> **What the exercise asks**
In the listing below, switch every "Answer" to "Solution" from the line with "In this exercise you will point out the white tablecloth" up to and including the line with "[(867, 194)]", and give only those lines back with nothing else changed.

[Coordinate annotation records]
-- BEGIN --

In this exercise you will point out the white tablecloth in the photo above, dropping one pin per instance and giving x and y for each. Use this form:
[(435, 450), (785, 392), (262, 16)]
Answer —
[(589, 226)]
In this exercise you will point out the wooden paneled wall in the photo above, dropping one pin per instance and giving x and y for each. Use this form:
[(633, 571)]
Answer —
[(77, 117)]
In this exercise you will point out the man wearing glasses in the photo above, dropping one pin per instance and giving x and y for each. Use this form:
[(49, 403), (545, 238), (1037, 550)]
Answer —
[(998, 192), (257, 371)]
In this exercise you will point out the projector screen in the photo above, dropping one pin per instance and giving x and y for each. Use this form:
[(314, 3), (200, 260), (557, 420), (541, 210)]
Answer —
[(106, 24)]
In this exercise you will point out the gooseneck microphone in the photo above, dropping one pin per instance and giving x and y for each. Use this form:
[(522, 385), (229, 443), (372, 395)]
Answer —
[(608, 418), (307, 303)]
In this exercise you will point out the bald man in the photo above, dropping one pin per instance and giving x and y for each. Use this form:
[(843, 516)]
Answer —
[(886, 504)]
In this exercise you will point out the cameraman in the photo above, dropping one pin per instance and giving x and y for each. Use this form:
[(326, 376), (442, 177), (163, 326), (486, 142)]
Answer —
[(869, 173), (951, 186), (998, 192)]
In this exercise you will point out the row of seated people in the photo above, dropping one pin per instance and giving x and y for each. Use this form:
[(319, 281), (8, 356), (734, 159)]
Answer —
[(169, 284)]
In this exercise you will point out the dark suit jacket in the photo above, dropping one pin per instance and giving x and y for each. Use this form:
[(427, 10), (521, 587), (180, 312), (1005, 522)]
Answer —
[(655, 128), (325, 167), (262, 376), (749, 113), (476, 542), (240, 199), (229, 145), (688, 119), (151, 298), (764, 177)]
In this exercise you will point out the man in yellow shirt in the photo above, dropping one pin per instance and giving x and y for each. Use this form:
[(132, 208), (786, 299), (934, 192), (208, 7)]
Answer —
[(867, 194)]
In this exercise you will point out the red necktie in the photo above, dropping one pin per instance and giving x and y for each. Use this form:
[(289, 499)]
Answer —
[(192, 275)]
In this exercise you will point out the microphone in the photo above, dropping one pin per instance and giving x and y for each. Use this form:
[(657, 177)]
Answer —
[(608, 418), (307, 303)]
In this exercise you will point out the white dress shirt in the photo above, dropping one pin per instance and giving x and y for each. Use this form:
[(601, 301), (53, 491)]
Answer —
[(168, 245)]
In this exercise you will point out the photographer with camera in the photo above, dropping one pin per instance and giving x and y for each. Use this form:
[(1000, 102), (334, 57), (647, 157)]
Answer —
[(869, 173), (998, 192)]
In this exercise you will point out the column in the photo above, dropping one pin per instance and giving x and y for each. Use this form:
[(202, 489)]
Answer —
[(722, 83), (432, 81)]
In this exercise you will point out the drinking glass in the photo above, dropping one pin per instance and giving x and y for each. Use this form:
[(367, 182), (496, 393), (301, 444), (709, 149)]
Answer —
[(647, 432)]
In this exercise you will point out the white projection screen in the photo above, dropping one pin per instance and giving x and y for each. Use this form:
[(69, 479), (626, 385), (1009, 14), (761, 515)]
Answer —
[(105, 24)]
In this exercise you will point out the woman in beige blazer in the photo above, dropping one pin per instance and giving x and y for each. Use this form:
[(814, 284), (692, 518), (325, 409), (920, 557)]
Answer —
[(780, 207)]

-- END --
-- BEGIN --

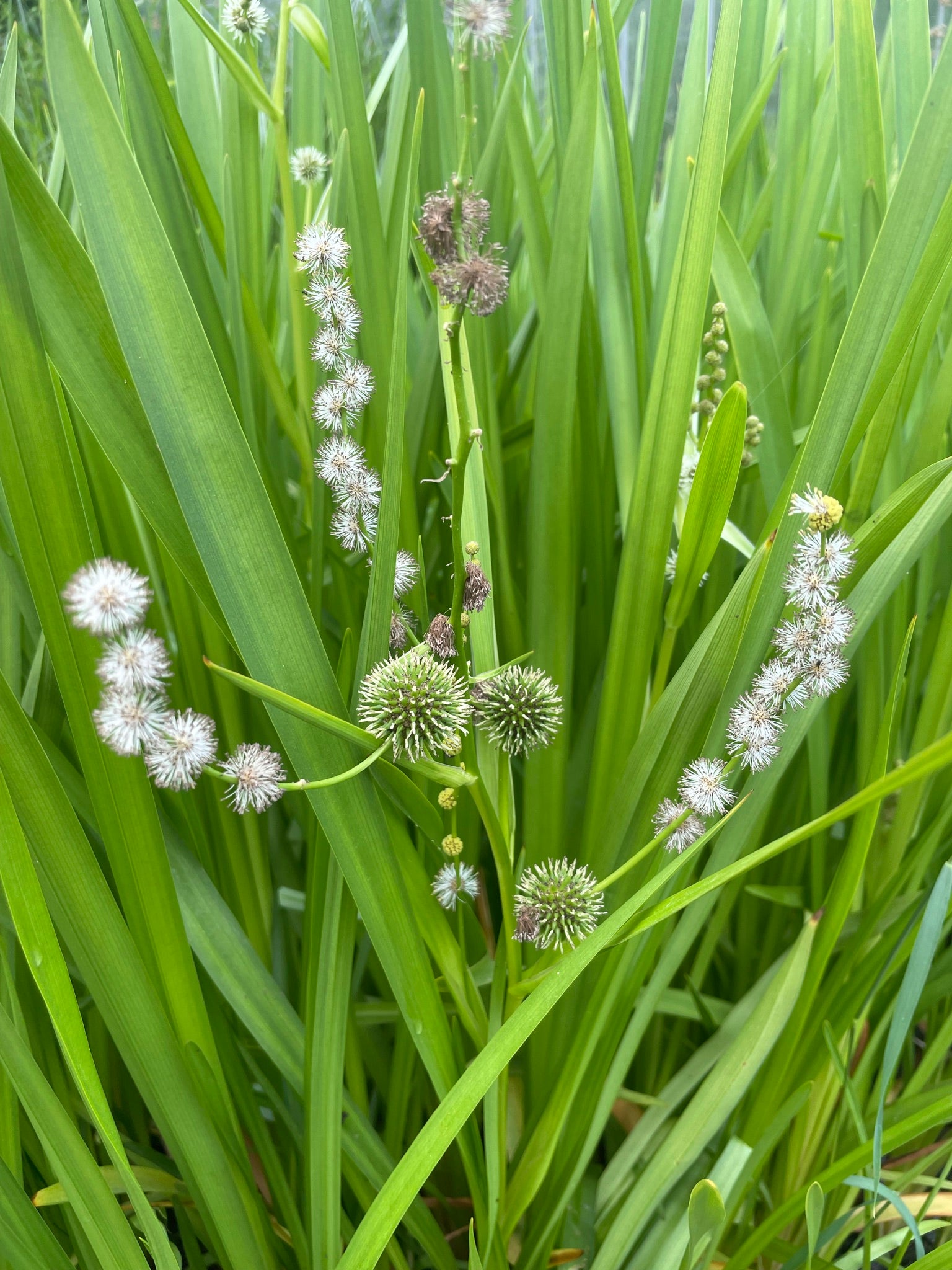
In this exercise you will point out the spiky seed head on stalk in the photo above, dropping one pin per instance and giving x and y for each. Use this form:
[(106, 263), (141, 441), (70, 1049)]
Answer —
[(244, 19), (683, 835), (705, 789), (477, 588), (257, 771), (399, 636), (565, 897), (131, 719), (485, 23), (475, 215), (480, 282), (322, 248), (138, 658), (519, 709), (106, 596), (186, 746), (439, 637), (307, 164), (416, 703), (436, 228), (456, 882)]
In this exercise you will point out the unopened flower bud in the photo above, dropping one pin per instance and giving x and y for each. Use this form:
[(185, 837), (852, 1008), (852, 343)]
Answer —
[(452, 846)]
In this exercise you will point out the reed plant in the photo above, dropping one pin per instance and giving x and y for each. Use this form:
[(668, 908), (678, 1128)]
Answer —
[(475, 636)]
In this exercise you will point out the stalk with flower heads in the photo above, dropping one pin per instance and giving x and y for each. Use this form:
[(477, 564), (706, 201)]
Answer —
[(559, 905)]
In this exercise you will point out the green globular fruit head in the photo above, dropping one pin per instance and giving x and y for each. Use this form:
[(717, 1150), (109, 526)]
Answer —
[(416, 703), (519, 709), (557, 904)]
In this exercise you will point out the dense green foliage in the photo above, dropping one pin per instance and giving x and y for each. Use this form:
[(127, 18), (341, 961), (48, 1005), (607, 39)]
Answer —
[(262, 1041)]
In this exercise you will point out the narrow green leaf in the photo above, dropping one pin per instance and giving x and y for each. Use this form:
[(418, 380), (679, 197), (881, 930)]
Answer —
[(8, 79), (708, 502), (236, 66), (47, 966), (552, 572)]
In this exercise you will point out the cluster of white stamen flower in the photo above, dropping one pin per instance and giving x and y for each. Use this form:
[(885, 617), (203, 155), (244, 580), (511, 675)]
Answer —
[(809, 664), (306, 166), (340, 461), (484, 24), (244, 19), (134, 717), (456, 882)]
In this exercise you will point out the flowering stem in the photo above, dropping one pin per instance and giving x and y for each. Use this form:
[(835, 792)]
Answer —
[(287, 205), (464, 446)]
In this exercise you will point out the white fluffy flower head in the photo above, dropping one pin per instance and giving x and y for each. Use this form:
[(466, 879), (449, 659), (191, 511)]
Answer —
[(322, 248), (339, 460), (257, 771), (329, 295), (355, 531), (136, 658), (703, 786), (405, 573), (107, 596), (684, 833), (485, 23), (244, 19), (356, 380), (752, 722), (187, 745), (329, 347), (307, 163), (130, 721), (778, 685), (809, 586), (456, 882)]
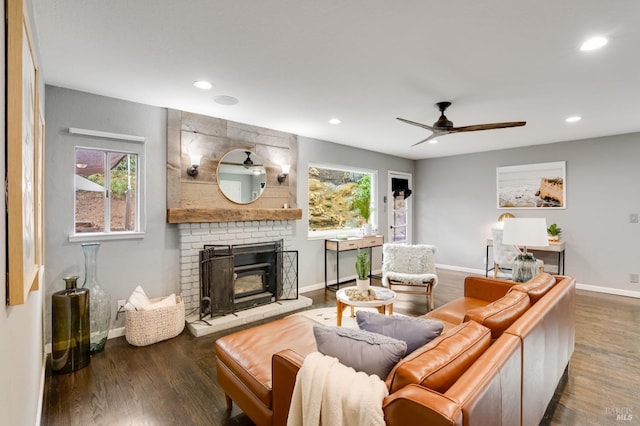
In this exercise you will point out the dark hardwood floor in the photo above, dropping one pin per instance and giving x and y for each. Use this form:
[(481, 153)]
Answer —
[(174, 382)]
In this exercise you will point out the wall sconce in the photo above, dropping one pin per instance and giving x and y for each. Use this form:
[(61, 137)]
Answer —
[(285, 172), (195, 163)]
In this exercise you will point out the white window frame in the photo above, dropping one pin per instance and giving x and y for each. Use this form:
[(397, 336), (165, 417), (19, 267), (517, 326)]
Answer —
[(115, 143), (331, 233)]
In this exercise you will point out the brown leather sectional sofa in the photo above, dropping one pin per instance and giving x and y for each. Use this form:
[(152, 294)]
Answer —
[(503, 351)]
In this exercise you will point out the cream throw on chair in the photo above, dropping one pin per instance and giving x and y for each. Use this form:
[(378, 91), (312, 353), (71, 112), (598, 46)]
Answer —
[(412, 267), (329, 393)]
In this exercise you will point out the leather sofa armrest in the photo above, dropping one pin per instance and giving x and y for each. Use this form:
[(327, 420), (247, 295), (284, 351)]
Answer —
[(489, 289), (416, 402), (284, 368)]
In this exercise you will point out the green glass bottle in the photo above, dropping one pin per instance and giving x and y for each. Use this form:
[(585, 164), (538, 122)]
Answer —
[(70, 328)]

-- END --
-- BEGIN --

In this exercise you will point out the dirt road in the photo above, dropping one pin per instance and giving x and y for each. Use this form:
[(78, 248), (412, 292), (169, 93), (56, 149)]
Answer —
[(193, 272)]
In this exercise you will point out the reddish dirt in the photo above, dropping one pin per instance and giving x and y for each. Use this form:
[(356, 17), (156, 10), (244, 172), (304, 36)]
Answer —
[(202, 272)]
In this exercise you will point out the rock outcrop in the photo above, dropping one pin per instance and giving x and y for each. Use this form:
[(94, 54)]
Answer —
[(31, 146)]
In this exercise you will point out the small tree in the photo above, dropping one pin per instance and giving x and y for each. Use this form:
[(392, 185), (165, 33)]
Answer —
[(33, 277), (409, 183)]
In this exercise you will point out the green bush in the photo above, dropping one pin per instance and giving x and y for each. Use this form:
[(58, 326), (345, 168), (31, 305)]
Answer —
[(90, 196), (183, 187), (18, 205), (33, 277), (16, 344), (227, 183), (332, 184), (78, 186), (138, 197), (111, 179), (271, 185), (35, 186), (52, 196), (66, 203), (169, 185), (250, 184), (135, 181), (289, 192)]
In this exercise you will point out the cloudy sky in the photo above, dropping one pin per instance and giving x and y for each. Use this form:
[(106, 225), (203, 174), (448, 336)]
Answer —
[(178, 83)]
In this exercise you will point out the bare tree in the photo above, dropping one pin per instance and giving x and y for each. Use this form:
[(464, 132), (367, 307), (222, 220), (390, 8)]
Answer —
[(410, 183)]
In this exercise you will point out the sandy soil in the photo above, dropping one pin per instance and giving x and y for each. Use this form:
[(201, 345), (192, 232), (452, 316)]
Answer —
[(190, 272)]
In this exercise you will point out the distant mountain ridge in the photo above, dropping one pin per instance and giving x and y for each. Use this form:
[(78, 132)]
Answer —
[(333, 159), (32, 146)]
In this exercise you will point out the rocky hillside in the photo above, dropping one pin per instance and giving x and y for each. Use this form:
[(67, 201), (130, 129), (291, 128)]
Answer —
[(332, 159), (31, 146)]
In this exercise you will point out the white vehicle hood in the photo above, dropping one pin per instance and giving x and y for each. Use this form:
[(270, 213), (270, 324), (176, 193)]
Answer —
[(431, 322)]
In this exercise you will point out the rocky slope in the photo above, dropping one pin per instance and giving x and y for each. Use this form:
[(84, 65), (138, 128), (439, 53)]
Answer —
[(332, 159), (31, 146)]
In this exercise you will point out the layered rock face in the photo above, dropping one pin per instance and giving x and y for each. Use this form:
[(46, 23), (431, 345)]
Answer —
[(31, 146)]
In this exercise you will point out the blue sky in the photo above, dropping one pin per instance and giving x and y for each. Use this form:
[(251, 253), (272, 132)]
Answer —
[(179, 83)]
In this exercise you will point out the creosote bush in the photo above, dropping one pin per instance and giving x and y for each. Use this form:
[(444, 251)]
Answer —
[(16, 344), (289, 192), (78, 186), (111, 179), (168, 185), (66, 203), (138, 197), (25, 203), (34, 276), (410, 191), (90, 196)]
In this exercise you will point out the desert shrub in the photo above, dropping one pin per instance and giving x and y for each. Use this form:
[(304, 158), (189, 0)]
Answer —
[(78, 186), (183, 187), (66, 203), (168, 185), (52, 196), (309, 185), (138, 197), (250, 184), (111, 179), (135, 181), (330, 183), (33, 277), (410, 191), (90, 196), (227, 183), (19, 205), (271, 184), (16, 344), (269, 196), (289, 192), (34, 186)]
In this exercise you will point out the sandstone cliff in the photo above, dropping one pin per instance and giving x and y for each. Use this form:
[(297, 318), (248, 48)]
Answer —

-- END --

> **The result**
In this exercise you will point out the white tablecloth in the photo above, dropping one pin per instance and giving x and y for each. Use this form:
[(435, 450), (785, 392), (262, 16)]
Solution —
[(589, 226)]
In this exercise you will point out the wooden paneled wall in the photo above, dropping one pin per instance and giving x and y for each. Use this form:
[(633, 571)]
Solution —
[(77, 117)]
In this exercise you will point out the man wearing glasses in the photo above, dropping one pin per instance and giving x and y for each. Use this form:
[(49, 403), (545, 238), (1037, 550)]
Solution —
[(998, 192), (257, 371)]
In this exercise you will point out the projector screen in the photo above, dropping one pin per instance and giving x and y for each. Use this form:
[(314, 3), (200, 260), (557, 420), (541, 210)]
Solution —
[(106, 24)]
In this exercise you will point out the gooseneck microphone in the photo above, dropping one pin per instance and giving x and y for each. Use this form:
[(522, 385), (229, 443), (372, 395)]
Solution —
[(608, 418), (307, 303)]
In this exercise you will point out the bald man in the photo above, dropping one pin per instance and giving x and y for each. Use this form:
[(843, 516)]
Solution —
[(886, 504)]
In this exercise you will point out the cameraman in the photo above, dropping one pin per instance and giving x and y for each. Use this form:
[(326, 376), (442, 177), (163, 326), (486, 142)]
Solution —
[(869, 173), (951, 186), (998, 192)]
In this exercise you will point out the row of seated people in the photo above, dropping one pin per instance and giving x and y for each. Use this form:
[(319, 281), (8, 356), (734, 159)]
Solution —
[(169, 284)]
In this exercise you will point out the dark suit jacket in the photo above, dropping one pin per instance and giving x and y for each. Use this form:
[(427, 10), (521, 587), (180, 312), (1005, 522)]
Solution —
[(655, 128), (325, 167), (262, 376), (749, 113), (476, 542), (240, 199), (229, 145), (688, 119), (151, 298), (764, 177)]
In this exercise you will point out the man in yellow shirt in the photo above, dropping one pin per instance and giving x and y for each. Use this form:
[(132, 208), (786, 299), (934, 192), (208, 7)]
Solution —
[(867, 194)]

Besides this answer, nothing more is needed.